Records from a dataset:
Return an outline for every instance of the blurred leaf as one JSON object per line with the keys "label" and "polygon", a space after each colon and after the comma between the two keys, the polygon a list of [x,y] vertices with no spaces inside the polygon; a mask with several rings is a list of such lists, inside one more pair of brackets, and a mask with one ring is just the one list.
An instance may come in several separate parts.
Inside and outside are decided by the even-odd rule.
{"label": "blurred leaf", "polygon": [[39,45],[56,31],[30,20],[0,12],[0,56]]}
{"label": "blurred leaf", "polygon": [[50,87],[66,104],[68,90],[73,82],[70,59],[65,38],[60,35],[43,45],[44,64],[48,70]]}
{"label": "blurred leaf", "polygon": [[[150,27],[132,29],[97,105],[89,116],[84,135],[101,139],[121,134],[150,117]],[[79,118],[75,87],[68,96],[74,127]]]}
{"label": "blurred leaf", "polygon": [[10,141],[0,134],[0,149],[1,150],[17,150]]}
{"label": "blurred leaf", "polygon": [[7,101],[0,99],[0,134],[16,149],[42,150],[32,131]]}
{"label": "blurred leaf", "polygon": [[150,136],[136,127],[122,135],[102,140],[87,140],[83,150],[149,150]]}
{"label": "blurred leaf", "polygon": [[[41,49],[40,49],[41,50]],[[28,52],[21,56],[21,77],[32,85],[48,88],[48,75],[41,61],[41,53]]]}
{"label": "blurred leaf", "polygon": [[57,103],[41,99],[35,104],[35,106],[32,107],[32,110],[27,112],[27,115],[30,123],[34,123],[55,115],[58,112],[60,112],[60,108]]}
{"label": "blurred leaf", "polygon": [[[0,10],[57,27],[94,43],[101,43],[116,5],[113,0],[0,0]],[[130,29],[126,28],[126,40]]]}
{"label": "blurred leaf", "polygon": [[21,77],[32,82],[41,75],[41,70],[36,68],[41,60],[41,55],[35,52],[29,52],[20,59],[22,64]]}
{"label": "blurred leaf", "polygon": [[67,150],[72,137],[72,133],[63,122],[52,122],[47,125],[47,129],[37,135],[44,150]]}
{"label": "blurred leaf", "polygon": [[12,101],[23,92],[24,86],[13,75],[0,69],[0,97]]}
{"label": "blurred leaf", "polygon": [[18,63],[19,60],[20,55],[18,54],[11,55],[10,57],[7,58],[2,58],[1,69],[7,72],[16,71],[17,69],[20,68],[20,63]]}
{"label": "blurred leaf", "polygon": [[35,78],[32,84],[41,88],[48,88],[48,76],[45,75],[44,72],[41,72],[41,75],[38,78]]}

§ Activity
Please give the number of lines above that include the string "several", with nothing added.

§ Answer to the exercise
2